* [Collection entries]
□ □ □ □ □

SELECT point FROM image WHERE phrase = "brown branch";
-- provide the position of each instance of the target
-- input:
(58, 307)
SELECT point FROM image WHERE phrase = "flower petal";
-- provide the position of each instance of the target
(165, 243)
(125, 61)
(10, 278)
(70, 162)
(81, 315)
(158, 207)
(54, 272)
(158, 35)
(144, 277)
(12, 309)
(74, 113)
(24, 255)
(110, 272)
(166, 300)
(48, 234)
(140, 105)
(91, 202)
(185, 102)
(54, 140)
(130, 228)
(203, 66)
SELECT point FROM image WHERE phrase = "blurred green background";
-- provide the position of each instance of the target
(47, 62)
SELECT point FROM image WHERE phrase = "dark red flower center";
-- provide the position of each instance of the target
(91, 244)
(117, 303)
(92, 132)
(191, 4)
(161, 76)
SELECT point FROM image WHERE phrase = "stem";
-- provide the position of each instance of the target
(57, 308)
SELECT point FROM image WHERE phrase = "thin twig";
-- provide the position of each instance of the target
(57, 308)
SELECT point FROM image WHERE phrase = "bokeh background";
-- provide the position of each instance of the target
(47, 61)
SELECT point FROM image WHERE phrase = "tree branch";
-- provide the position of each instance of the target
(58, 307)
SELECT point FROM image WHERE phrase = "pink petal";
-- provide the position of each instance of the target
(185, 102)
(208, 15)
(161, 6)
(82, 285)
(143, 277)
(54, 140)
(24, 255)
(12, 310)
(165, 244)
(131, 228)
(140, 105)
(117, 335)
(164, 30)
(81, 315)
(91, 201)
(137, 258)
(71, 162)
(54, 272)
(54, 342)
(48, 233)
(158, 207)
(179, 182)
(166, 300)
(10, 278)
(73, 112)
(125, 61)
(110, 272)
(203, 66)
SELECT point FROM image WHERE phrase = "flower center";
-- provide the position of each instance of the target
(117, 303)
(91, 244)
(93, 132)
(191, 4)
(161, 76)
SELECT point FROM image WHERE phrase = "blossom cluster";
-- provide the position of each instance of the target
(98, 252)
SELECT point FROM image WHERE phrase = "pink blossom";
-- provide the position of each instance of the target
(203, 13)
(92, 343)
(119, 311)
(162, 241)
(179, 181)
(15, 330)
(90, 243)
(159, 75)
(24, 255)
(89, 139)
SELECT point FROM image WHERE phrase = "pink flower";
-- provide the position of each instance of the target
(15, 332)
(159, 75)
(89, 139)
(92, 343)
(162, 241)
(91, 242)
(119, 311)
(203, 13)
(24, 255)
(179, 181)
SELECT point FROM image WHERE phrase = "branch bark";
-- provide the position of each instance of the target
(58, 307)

□ □ □ □ □

* [What to do]
All of the data above should be transcribed exactly.

* [Exercise result]
SELECT point FROM image WHERE phrase = "brown branch";
-- provide the position of each instance of the target
-- input:
(58, 307)
SELECT point FROM image WHERE phrase = "flower petal";
-- provide the position of each instance of the target
(165, 243)
(125, 61)
(10, 278)
(70, 162)
(81, 315)
(158, 207)
(54, 272)
(158, 35)
(144, 277)
(12, 309)
(74, 113)
(24, 255)
(110, 272)
(166, 300)
(48, 234)
(140, 105)
(91, 202)
(185, 102)
(54, 140)
(130, 228)
(203, 66)
SELECT point FROM image WHERE phrase = "blurred green background";
-- provide the position of each instance of the target
(47, 62)
SELECT point FROM image WHERE phrase = "dark red flower center";
-- provide the position of each instance of the target
(91, 244)
(117, 303)
(92, 132)
(191, 4)
(161, 76)
SELECT point FROM image WHERE phrase = "stem";
-- provide the position of each instance of the target
(57, 308)
SELECT point FROM image WHERE phrase = "thin twig";
-- provide the position of each instance of the target
(57, 308)
SELECT point FROM image WHERE phrase = "bokeh background";
-- provide the position of each instance of the target
(47, 61)
SELECT point FROM image WHERE phrase = "tree branch";
-- provide the position of each instance of the target
(58, 307)
SELECT point FROM image WHERE phrase = "pink petal";
-- provide the position of each instance of the target
(185, 102)
(208, 15)
(161, 6)
(82, 285)
(143, 277)
(54, 140)
(24, 255)
(12, 310)
(165, 244)
(131, 228)
(140, 105)
(117, 335)
(164, 30)
(81, 315)
(91, 201)
(137, 258)
(71, 162)
(54, 272)
(54, 342)
(48, 233)
(158, 207)
(179, 182)
(166, 300)
(10, 278)
(73, 112)
(125, 61)
(110, 272)
(203, 66)
SELECT point FROM image WHERE phrase = "flower center";
-- provide the position of each instance of the target
(117, 303)
(91, 244)
(93, 132)
(191, 4)
(161, 76)
SELECT point FROM image WHERE phrase = "blossom cluster";
-- provide the position of each instance of the target
(98, 252)
SELECT point FROM image WHERE phrase = "pink blossom";
-- provide the position of each instance of the target
(203, 13)
(92, 343)
(119, 311)
(162, 241)
(179, 181)
(15, 330)
(90, 243)
(159, 75)
(24, 255)
(89, 139)
SELECT point FROM image WHERE phrase = "pink flower";
-- provide the position of each instance of the target
(15, 332)
(159, 75)
(89, 139)
(92, 343)
(162, 241)
(91, 242)
(119, 311)
(203, 13)
(24, 255)
(179, 181)
SELECT point FROM image WHERE phrase = "branch bark";
-- provide the position of each instance of the target
(58, 307)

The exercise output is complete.